[Dataset entries]
○ ○ ○ ○ ○

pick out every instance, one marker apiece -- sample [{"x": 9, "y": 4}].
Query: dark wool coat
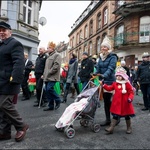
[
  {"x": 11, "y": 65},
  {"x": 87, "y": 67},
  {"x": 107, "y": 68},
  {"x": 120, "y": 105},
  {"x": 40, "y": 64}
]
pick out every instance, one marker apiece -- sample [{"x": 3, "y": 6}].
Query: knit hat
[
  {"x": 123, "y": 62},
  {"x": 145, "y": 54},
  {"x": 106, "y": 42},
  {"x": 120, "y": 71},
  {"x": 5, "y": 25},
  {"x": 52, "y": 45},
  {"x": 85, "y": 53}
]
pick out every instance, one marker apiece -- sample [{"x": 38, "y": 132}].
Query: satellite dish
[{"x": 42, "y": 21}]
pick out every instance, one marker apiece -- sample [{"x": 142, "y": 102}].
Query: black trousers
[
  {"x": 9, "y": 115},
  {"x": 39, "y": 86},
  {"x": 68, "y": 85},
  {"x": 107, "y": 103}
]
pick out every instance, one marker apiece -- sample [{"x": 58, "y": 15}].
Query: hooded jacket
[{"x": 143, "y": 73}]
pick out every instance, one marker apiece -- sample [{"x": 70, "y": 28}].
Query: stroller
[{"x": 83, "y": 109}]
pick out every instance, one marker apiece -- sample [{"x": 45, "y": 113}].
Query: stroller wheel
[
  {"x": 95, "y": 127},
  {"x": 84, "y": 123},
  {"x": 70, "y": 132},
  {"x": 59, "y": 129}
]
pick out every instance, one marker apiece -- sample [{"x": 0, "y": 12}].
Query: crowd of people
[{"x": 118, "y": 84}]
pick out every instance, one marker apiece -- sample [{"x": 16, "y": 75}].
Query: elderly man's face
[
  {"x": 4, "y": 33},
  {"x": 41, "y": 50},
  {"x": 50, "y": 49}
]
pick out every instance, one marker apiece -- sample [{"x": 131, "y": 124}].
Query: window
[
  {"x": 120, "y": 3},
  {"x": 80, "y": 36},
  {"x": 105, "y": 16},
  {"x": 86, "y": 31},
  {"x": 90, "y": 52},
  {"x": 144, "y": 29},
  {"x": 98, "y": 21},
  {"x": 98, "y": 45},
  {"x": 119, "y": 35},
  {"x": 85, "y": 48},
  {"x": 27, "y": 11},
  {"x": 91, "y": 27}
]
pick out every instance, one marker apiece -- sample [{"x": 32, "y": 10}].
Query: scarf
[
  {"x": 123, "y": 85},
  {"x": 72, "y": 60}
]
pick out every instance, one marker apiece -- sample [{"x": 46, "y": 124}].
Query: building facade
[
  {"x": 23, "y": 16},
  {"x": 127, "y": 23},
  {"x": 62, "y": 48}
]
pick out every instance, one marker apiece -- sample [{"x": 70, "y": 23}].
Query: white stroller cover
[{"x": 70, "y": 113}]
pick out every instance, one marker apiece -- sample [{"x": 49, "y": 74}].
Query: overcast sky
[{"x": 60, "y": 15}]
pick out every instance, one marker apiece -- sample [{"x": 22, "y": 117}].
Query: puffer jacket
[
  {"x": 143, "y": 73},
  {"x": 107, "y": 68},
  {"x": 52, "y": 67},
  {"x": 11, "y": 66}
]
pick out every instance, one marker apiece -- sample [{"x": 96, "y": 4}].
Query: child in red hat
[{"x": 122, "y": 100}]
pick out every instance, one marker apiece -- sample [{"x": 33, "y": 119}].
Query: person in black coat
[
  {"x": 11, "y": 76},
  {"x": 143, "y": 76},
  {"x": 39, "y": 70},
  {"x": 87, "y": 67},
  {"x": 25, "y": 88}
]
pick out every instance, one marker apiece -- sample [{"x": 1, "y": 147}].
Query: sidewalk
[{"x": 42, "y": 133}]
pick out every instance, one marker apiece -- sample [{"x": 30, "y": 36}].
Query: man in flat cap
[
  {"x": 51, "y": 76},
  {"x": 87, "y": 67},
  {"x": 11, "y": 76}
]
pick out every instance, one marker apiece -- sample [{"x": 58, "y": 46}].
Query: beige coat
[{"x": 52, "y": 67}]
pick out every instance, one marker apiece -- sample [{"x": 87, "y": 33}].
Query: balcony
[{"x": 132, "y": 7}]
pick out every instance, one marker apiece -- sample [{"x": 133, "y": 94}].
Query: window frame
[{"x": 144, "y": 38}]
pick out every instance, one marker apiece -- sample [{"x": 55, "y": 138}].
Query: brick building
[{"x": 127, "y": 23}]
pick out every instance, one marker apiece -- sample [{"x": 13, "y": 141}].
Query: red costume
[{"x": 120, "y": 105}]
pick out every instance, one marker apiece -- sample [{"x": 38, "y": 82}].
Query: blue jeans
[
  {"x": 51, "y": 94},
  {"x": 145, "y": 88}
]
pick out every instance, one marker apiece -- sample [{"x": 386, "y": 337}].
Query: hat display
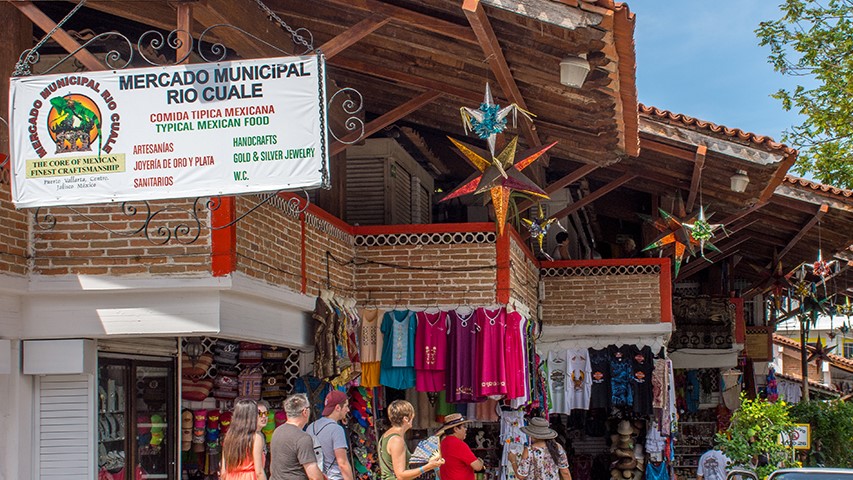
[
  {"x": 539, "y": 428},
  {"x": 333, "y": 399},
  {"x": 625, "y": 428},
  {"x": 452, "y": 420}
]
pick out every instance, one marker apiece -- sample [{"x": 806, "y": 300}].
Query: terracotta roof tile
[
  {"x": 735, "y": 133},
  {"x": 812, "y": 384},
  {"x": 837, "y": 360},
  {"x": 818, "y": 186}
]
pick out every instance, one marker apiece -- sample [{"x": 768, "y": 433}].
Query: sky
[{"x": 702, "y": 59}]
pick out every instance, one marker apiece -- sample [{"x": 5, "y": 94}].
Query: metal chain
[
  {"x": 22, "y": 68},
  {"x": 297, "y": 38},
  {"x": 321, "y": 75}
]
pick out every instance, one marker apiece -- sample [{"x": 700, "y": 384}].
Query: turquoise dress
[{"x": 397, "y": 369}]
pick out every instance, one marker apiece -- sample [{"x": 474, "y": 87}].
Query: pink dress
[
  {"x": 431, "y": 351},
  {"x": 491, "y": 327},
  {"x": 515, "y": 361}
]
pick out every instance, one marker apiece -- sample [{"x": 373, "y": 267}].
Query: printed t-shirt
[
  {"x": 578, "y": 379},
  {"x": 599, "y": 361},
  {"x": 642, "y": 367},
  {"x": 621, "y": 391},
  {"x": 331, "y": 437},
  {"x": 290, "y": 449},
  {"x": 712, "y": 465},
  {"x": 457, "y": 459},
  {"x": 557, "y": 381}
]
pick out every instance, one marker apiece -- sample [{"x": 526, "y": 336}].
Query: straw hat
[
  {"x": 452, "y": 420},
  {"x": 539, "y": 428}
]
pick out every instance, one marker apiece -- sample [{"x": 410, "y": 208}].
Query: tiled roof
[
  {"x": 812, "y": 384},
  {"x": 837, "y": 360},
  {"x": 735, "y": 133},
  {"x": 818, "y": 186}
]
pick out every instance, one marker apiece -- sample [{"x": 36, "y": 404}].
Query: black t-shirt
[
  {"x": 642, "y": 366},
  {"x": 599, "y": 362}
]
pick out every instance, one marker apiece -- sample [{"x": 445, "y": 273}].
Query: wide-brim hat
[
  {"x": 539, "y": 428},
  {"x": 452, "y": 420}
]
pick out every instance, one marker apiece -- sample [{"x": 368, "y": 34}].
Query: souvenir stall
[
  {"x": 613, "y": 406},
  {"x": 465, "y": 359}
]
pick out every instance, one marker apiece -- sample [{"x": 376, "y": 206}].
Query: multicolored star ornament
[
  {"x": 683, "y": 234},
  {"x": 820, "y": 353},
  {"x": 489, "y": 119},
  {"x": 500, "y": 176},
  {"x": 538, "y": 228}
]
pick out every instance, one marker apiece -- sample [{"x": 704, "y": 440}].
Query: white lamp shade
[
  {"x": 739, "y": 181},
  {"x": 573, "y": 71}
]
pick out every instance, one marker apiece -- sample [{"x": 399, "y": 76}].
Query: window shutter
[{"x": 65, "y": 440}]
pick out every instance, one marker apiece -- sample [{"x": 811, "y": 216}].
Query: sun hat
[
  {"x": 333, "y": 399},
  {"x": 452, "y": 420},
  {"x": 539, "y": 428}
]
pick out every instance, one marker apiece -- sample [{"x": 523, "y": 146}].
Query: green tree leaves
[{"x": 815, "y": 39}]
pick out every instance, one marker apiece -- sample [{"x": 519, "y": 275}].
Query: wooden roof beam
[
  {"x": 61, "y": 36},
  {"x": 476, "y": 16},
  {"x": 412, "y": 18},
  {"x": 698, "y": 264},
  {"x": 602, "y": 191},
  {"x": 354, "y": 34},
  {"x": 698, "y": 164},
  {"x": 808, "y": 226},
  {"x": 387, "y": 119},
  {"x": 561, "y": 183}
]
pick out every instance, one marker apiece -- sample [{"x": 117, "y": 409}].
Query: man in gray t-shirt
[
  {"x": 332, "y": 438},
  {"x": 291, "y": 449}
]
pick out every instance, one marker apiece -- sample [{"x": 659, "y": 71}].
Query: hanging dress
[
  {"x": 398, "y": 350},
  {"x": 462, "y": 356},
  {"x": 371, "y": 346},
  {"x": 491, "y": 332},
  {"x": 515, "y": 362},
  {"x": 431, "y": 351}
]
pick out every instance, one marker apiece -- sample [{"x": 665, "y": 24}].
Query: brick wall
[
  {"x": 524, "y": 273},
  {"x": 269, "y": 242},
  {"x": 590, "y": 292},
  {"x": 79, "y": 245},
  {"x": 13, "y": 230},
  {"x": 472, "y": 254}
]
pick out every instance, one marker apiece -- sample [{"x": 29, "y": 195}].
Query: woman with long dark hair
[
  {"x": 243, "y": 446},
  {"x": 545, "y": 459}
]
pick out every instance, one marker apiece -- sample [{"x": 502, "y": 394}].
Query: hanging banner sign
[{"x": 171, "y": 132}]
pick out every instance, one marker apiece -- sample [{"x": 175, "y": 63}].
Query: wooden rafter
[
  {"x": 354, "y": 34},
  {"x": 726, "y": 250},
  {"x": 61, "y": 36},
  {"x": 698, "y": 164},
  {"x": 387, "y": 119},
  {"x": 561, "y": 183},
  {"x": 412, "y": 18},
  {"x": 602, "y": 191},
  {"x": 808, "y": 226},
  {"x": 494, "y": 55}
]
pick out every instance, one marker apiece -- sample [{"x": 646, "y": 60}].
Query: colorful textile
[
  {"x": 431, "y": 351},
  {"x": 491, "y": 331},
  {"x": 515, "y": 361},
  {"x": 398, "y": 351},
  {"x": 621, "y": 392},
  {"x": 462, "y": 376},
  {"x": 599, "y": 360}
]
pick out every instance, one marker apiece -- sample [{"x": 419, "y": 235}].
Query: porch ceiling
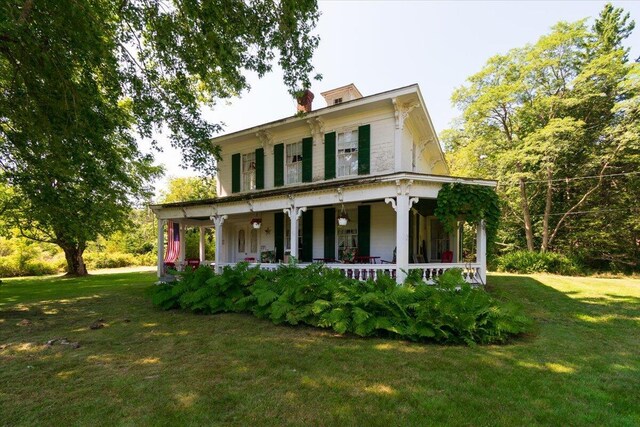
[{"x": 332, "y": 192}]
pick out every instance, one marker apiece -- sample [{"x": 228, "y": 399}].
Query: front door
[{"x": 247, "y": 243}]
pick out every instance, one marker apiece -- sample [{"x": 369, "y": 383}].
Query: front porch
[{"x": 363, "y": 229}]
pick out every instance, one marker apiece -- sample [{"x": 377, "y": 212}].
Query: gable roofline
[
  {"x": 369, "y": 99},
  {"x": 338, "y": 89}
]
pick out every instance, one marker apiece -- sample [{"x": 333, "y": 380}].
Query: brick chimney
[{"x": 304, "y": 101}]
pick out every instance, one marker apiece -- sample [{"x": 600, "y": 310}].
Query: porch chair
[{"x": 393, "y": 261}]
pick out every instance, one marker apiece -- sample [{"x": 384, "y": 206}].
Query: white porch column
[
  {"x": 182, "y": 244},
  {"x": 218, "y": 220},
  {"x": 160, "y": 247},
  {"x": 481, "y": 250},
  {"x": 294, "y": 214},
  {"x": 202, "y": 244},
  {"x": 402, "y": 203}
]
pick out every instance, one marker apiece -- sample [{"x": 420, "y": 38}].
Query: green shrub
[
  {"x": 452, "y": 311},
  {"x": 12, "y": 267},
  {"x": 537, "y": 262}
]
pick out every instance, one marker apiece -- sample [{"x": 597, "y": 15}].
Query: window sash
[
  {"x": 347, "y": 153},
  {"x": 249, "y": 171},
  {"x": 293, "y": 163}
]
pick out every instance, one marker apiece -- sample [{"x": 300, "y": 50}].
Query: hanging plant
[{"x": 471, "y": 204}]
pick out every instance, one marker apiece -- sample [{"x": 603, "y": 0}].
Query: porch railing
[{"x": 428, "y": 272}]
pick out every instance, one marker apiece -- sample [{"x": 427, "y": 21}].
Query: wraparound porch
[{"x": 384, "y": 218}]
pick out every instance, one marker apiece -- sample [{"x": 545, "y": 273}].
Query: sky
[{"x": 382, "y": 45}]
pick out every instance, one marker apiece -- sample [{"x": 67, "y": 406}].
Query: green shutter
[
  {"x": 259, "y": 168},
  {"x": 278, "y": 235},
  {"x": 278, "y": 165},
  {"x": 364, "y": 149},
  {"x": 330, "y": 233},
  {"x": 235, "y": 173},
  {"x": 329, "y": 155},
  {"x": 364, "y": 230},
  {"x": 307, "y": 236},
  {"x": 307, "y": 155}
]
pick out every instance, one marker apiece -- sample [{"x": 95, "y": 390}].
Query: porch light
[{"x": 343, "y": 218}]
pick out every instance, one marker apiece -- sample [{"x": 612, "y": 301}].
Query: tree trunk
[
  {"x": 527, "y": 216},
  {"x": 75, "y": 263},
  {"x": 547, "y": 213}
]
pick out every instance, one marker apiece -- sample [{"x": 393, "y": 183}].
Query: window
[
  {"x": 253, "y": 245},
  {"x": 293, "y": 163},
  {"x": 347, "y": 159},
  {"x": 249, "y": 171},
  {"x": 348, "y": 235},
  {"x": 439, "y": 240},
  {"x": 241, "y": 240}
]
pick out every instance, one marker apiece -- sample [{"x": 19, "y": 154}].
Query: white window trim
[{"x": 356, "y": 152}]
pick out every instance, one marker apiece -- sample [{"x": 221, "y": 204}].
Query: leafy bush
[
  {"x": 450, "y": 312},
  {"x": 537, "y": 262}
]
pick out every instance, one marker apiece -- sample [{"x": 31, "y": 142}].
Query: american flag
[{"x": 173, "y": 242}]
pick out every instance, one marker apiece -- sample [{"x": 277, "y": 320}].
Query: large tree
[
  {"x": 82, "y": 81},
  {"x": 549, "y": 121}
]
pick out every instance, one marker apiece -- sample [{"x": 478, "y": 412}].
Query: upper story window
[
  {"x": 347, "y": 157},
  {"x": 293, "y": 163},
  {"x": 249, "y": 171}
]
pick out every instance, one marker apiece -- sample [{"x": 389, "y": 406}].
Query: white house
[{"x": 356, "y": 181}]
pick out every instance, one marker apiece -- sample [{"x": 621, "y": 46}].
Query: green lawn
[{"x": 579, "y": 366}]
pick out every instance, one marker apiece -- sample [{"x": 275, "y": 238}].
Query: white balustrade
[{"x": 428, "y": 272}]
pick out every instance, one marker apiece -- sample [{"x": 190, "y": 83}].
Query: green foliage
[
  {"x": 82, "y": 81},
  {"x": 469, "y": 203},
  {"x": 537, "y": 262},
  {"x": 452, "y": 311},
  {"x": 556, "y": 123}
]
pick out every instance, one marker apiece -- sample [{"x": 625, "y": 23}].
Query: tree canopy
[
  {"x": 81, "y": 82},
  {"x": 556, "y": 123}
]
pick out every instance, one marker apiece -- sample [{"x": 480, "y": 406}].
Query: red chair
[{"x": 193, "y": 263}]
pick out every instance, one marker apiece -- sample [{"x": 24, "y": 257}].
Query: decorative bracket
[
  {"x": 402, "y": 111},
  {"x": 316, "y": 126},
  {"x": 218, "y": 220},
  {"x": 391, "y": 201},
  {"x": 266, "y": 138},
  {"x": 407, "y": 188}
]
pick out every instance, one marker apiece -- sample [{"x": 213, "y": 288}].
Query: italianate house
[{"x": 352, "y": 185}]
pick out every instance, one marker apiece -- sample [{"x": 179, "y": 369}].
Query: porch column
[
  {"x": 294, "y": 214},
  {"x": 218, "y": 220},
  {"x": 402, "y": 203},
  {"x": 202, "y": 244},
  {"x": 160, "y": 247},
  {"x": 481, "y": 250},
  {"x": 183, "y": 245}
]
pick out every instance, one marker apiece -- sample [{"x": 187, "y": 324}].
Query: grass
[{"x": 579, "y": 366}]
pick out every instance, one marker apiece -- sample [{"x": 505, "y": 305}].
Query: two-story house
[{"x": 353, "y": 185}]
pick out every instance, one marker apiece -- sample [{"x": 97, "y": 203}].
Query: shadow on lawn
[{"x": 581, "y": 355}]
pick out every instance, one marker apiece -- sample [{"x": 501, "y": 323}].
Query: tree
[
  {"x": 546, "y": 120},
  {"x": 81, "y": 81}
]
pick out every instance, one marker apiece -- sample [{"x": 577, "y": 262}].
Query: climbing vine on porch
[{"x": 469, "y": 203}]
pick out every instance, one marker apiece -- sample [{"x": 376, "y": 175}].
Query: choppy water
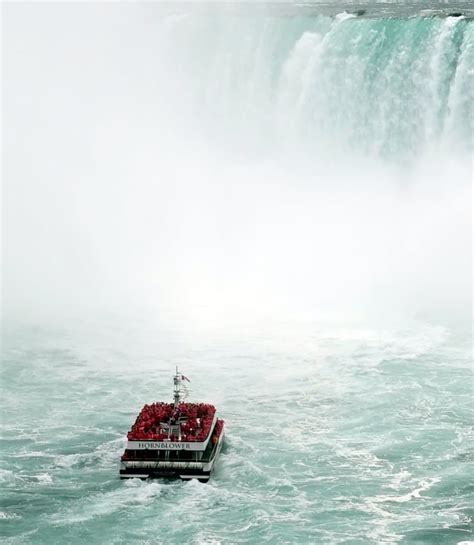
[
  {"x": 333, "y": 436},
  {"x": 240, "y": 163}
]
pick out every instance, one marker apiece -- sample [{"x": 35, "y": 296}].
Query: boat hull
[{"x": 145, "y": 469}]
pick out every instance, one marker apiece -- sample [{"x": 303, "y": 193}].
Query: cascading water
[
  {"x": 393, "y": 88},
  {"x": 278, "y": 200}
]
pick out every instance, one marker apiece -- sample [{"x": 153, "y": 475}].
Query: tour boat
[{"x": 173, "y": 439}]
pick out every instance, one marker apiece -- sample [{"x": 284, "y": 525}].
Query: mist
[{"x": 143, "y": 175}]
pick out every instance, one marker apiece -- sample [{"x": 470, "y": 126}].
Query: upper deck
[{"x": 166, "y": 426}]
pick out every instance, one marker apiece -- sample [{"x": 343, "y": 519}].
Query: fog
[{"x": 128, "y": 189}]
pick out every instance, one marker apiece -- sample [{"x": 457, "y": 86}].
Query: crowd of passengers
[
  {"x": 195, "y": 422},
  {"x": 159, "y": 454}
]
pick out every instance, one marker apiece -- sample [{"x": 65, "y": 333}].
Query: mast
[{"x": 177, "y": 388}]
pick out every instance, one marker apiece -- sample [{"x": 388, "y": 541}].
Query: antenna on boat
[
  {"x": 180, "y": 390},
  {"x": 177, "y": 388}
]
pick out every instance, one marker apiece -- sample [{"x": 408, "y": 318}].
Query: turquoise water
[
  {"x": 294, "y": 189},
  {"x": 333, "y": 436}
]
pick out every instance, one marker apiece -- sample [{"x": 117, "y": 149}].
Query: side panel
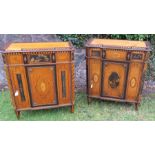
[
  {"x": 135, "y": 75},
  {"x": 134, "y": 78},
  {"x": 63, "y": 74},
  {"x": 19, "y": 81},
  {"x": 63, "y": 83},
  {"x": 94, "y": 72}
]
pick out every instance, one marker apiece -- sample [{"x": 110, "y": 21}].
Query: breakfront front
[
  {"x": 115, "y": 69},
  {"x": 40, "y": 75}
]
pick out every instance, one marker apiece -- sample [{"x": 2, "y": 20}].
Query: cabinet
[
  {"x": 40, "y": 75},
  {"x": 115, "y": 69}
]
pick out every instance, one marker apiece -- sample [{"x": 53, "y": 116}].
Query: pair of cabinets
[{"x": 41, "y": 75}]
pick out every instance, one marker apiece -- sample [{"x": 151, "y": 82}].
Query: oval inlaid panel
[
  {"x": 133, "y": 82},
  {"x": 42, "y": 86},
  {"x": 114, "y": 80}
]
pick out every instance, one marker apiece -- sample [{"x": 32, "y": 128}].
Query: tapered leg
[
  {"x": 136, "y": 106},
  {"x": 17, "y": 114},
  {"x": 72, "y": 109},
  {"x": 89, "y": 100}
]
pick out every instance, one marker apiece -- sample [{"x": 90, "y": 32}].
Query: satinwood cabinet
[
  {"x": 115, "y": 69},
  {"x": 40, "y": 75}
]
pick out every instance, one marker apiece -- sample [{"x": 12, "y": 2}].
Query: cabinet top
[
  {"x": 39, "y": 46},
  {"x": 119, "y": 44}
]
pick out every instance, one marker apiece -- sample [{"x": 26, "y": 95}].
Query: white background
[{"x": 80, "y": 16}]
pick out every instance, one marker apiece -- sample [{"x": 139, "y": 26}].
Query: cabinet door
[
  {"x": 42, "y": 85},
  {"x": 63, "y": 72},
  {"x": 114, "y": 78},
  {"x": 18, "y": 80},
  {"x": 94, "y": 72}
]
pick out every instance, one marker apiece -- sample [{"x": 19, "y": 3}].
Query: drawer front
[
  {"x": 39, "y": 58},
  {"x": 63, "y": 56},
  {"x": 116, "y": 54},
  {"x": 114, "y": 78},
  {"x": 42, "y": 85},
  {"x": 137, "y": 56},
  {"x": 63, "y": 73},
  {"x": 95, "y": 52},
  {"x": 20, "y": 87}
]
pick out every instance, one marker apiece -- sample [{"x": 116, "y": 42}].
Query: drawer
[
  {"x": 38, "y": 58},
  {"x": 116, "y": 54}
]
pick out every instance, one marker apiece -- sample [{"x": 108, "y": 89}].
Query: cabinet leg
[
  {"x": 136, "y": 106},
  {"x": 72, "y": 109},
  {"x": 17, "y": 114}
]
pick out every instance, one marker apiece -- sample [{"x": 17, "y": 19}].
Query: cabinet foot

○ ○ ○ ○ ○

(Requirement)
Copy out every line in the dataset entries above that contains the word "crowd".

(Result below)
Query: crowd of people
Query: crowd of passengers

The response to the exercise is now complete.